## WRITTEN PROBLEM 1
Copy the listing below the court opinion, swapping "innermost point" for "central point" throughout and leaving every other word unchanged.

====================

Lionel R. Saporta, Edward Panzer, New York City, for defendant Gambino.

John M. Apicella, Charles Carnesi, Salvatore Russo, Brooklyn, N.Y., for defendant Mannino.

Ira J. Friedman, Brooklyn, N.Y., for defendant Inzerillo.

Philip R. Edelbaum, New York City, for defendant Romano.

Martin G. Fogelson, New York City, for defendant Adamita.

Golub & Dunn, New York City, Mitchell A. Golub, for defendant LaRosa.

Edward M. Kratt, New York City, for defendant LoBuglio.

Martin Geduldig, Hicksville, N.Y., for defendant Giuseppe D'Amico.

Thomas D. White, New York City, for defendant Cipriano.

Culleton & Marinaccio, Bronx, N.Y., James Culleton, for defendant Candela.

Brown, Berne, & Serra, Bronx, N.Y., Wesley M. Serra, for defendant Guarnera.

ORDER AND OPINION

LEISURE, District Judge:

Defendant Giuseppe Gambino has filed a motion to suppress evidence in the form of conversations recorded by the federal government using electronic eavesdropping devices. Gambino is joined in his motion by all other defendants before the Court. Gambino claims that the government has violated Title III of the Omnibus Crime Control and Safe Streets Act of 1968, 18 U.S.C. ? 2510 et seq. ("Title III"), and the fourth amendment to the U.S. Constitution. Gambino argues that the conversations recorded by the government should be suppressed due to these statutory and constitutional violations. Defendants LoBuglio, Inzerillo, Cipriano, Guarnera, and Candela have filed motions to suppress evidence as well, based on Title III and the fourth amendment to the U.S. Constitution (the "fourth amendment").

BACKGROUND

On December 14, 1989, the grand jury returned the sixth superseding indictment (the "indictment") against the defendants in this case.1 The evidence presented to the grand jury was the result of a long-term investigation by the federal government into an international organization which has come to be known variously as "the mafia" or "la cosa nostra." According to the indictment filed in this case, this organization is responsible for the importation and distribution of large quantities of narcotics in violation of federal law. To supplement its income from the narcotics trade, the organization also allegedly participates in gambling, loansharking, and extortion. The indictment charges that murder and other acts of violence are carried out by members of the organization to facilitate its operations.

====================

## WRITTEN PROBLEM 2
Using the court opinion above, decide whether each statement agrees with it: (a) all other defendants before the Court join Gambino's motion; (b) the grand jury returned the sixth superseding indictment on December 14, 1989; (c) Ira J. Friedman appears for defendant Romano.

====================

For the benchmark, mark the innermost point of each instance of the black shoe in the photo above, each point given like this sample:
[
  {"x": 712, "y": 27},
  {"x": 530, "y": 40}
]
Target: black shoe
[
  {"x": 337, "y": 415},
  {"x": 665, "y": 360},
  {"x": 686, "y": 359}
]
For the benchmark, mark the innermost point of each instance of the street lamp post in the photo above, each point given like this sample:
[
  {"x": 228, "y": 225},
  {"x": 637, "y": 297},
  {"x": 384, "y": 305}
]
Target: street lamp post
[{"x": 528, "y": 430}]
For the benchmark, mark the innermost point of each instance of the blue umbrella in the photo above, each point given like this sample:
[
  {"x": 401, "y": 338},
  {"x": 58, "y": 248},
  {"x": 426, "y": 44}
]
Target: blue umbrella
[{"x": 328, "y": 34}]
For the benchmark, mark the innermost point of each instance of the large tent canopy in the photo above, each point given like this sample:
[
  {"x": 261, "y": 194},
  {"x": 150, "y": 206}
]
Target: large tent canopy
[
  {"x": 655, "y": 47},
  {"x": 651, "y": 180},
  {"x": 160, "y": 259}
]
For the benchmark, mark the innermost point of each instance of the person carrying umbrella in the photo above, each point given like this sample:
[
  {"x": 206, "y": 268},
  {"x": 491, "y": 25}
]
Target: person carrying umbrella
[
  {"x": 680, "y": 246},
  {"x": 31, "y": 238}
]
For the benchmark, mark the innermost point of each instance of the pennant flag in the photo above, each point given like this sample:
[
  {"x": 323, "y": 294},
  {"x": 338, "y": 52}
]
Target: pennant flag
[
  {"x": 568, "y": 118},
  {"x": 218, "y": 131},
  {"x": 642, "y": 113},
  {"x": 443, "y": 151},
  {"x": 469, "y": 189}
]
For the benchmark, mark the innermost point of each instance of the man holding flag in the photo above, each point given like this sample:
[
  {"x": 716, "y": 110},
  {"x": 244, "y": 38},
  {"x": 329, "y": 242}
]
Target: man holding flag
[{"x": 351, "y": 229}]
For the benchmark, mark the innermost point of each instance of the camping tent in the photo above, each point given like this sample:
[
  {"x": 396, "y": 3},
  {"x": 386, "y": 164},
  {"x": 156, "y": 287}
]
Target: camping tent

====================

## RIGHT ANSWER 1
For the benchmark, mark the central point of each instance of the black shoe in the photo above, each point given like this sample:
[
  {"x": 712, "y": 27},
  {"x": 530, "y": 40}
]
Target: black shoe
[
  {"x": 337, "y": 415},
  {"x": 665, "y": 360},
  {"x": 686, "y": 359}
]
For the benchmark, mark the central point of each instance of the street lamp post in the photo above, each point given like this sample:
[
  {"x": 228, "y": 225},
  {"x": 637, "y": 297},
  {"x": 384, "y": 305}
]
Target: street lamp post
[{"x": 528, "y": 430}]
For the benchmark, mark the central point of each instance of the blue umbrella in the photo above, each point given like this sample:
[
  {"x": 401, "y": 338},
  {"x": 58, "y": 248},
  {"x": 426, "y": 44}
]
Target: blue umbrella
[{"x": 328, "y": 34}]
For the benchmark, mark the central point of each instance of the large tent canopy in the photo above, each point given like this sample:
[
  {"x": 261, "y": 194},
  {"x": 150, "y": 206}
]
Target: large tent canopy
[
  {"x": 655, "y": 47},
  {"x": 651, "y": 180},
  {"x": 160, "y": 259}
]
For the benchmark, mark the central point of each instance of the person carrying umbrella in the photo above, each point given like this sample:
[
  {"x": 206, "y": 268},
  {"x": 491, "y": 25}
]
Target: person carrying umbrella
[
  {"x": 680, "y": 246},
  {"x": 31, "y": 238}
]
For the benchmark, mark the central point of each instance of the pennant flag in the photo above, each point given like this sample:
[
  {"x": 323, "y": 294},
  {"x": 338, "y": 52}
]
Target: pennant flag
[
  {"x": 568, "y": 118},
  {"x": 218, "y": 131},
  {"x": 642, "y": 113},
  {"x": 443, "y": 151},
  {"x": 469, "y": 189}
]
For the benchmark, mark the central point of each instance of the man holding flag in the photo above, each point given like this sample:
[
  {"x": 716, "y": 110},
  {"x": 244, "y": 38},
  {"x": 329, "y": 242}
]
Target: man holding flag
[{"x": 351, "y": 229}]
For the benchmark, mark the central point of each instance of the camping tent in the photo above, each point given like this sample:
[
  {"x": 396, "y": 3},
  {"x": 386, "y": 164},
  {"x": 156, "y": 287}
]
Target: camping tent

## RIGHT ANSWER 2
(a) Yes: "Gambino is joined in his motion by all other defendants before the Court."
(b) Yes: "On December 14, 1989, the grand jury returned the sixth superseding indictment"
(c) No: "Ira J. Friedman, Brooklyn, N.Y., for defendant Inzerillo."